• Given task: Rewrite all the rows below, putting "a separate pin for each instance" wherever "one pin per instance" appears and leaving everything else as it is.

• Data provided:

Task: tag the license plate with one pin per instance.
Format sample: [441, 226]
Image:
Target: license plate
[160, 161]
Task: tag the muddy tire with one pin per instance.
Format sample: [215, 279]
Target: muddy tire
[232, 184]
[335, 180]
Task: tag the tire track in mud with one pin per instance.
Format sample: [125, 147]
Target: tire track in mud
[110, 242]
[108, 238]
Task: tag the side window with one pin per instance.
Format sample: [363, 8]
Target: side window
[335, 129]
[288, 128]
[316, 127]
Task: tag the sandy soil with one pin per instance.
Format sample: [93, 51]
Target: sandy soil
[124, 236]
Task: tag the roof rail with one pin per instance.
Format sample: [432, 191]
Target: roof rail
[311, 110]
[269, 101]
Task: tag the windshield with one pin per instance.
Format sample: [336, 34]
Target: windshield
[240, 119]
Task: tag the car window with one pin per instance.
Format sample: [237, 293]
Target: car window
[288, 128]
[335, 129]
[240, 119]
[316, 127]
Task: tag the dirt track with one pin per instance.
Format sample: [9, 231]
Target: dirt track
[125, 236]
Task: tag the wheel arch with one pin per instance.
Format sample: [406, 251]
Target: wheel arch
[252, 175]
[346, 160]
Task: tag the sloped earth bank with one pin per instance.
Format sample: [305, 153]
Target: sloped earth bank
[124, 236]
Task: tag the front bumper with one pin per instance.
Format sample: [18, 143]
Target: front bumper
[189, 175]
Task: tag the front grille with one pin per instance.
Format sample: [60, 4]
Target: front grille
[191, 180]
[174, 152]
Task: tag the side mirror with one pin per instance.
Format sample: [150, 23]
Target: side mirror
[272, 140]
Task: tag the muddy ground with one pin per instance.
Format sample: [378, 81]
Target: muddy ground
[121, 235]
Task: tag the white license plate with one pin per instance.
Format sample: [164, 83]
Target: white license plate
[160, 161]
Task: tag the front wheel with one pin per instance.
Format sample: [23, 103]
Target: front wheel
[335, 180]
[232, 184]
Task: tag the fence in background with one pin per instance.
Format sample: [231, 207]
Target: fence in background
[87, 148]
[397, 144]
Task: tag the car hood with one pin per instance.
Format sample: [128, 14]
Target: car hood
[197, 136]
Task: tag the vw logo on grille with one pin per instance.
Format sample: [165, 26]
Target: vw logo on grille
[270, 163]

• Reply:
Task: tag the license plate with a separate pin for each instance.
Format sample: [441, 226]
Image:
Target: license plate
[160, 161]
Task: tag the muddy tire with a separate pin for each instance.
Format sample: [215, 279]
Target: muddy tire
[232, 184]
[335, 180]
Task: tag the tire track in mud with a separate pin for each instance.
Format sample: [125, 147]
Target: tire track in mud
[110, 242]
[108, 238]
Task: tag the side window with a separate pin for each instance.
Format sample: [363, 8]
Target: side window
[335, 129]
[288, 128]
[316, 127]
Task: tag the sandy soil with a separate pin for each instance.
Format sample: [93, 51]
Target: sandy soil
[124, 236]
Task: tag the roof rail with a separate pin for each instance.
Format sample: [432, 191]
Target: roof rail
[311, 110]
[269, 101]
Task: tag the windshield with a separate pin for each instance.
Format sample: [336, 34]
Target: windshield
[240, 119]
Task: tag the car window with a separate pin for each instance.
Format sample: [237, 293]
Target: car window
[288, 128]
[335, 129]
[240, 119]
[316, 127]
Task: tag the dirt track with a separate pin for each instance.
Format sample: [9, 231]
Target: dirt track
[125, 236]
Task: tag the wheel arch with a separate pin for each instance.
Format sample: [406, 251]
Target: wheel arch
[252, 175]
[346, 160]
Task: tag the sloped earth bank with a separate pin for each instance.
Format sample: [305, 153]
Target: sloped earth bank
[124, 236]
Task: tag the front bumper with a separate pin for each instance.
Format sample: [18, 143]
Target: front bumper
[189, 175]
Task: tag the front grille with a separate pin for each instance.
Format sample: [60, 4]
Target: front grille
[191, 180]
[174, 152]
Task: tag the side mirror with a separate pin for each instance.
Format sample: [150, 23]
Target: side mirror
[272, 140]
Task: tag the muddy ground with a separate pin for each instance.
Format sample: [378, 81]
Target: muddy ground
[121, 235]
Task: tag the white license plate with a separate pin for each instance.
Format sample: [164, 83]
Target: white license plate
[160, 161]
Task: tag the front wheel with a separate pin for each instance.
Format sample: [23, 103]
Target: front wheel
[335, 180]
[232, 184]
Task: tag the fence in background with a separate pin for each instance.
Format sample: [231, 207]
Target: fence in background
[87, 148]
[397, 144]
Task: tag the car hood with a separate pin for each instance.
Format sample: [128, 14]
Target: car hood
[197, 136]
Task: tag the vw logo on grille with a separate pin for each instance.
Format sample: [165, 26]
Target: vw logo on grille
[270, 163]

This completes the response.